Season
- Races: 18
- Start date: March 18
- End date: October 28

Awards
- National champion: Tom Sneva
- Indianapolis 500 winner: Al Unser

= 1978 USAC Championship Car season =

Sports season

The 1978 USAC Championship Car season consisted of 18 races, beginning at Phoenix on March 18 and concluding at the same location on October 28. The USAC National Champion was Tom Sneva and the Indianapolis 500 winner was Al Unser. This was the last year before the first USAC/CART "Split". By winning the Indianapolis 500, Pocono 500, and California 500, Al Unser swept the Indy car "Triple Crown", the only driver in history to do so.

____________________

TASK REQUIREMENTS.
a. In the summary of the 1978 USAC Championship Car season, which three races did Al Unser win to sweep the Indy car "Triple Crown"?
b. Rewrite the passage of the 1978 USAC Championship Car season summary that opens with "The 1978 USAC" and closes with "history to do so.", substituting "Ontario" for "Phoenix".
c. Pick up the summary of the 1978 USAC Championship Car season after its final sentence and carry it on.

ENTRIES SHOWN.

____________________

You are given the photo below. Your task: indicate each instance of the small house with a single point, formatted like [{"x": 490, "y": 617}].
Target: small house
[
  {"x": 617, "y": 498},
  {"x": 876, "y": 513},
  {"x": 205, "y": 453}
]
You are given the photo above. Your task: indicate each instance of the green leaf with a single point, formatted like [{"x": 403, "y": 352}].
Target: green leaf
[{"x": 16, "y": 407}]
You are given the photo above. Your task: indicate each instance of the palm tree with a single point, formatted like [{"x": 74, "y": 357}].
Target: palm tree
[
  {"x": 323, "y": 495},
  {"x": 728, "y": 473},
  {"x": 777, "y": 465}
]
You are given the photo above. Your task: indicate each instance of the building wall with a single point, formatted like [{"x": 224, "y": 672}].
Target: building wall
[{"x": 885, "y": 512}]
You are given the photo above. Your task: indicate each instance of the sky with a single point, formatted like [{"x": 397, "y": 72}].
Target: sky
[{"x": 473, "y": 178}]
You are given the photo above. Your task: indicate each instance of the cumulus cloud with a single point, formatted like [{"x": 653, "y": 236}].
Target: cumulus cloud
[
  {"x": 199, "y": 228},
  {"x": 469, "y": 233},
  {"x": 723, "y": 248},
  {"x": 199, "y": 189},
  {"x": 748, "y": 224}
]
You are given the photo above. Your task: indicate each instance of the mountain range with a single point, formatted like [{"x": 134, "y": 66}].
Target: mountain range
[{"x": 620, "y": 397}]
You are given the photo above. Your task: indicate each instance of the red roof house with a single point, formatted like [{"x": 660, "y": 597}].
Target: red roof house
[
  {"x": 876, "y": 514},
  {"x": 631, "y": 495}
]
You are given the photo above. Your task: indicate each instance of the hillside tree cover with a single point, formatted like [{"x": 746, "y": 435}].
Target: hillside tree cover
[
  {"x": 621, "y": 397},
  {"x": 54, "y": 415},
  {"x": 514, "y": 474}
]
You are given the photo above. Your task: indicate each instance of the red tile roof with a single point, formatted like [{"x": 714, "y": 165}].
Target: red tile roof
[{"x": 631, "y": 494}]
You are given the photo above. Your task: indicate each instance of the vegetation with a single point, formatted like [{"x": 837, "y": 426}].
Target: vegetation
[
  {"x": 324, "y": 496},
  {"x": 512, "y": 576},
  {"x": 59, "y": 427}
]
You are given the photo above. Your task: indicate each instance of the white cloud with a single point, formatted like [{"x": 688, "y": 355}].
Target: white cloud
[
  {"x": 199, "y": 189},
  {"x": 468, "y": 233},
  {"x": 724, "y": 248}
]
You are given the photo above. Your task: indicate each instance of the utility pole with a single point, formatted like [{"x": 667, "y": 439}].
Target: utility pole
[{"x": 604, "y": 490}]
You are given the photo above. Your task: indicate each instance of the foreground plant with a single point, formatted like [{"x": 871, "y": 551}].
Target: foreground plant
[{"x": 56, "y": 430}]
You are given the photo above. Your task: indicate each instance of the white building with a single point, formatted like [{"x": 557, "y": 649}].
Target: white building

____________________

EXPECTED RESULTS.
a. The Indianapolis 500, the Pocono 500, and the California 500.

b.
The 1978 USAC Championship Car season consisted of 18 races, beginning at Ontario on March 18 and concluding at the same location on October 28. The USAC National Champion was Tom Sneva and the Indianapolis 500 winner was Al Unser. This was the last year before the first USAC/CART "Split". By winning the Indianapolis 500, Pocono 500, and California 500, Al Unser swept the Indy car "Triple Crown", the only driver in history to do so.

c.
The 1978 season is also statistically noteworthy. Danny Ongais won the most races (5), and Al Unser swept the triple crown races, but it was Tom Sneva (who did not win a single race) who won the championship title. Sneva had six 2nd place finishes, and twelve top 5s, and seven poles (including Indianapolis and Ontario), and experienced more consistent finishes. Sneva became the second driver to win the USAC championship without winning a race during the season, the last being Tony Bettenhausen in 1958. Sneva's "winless" championship was not without its critics, however, a statistician calculated points results using contemporary points tables from other major racing series, and concluded that Sneva would have still won the title in nearly every scenario.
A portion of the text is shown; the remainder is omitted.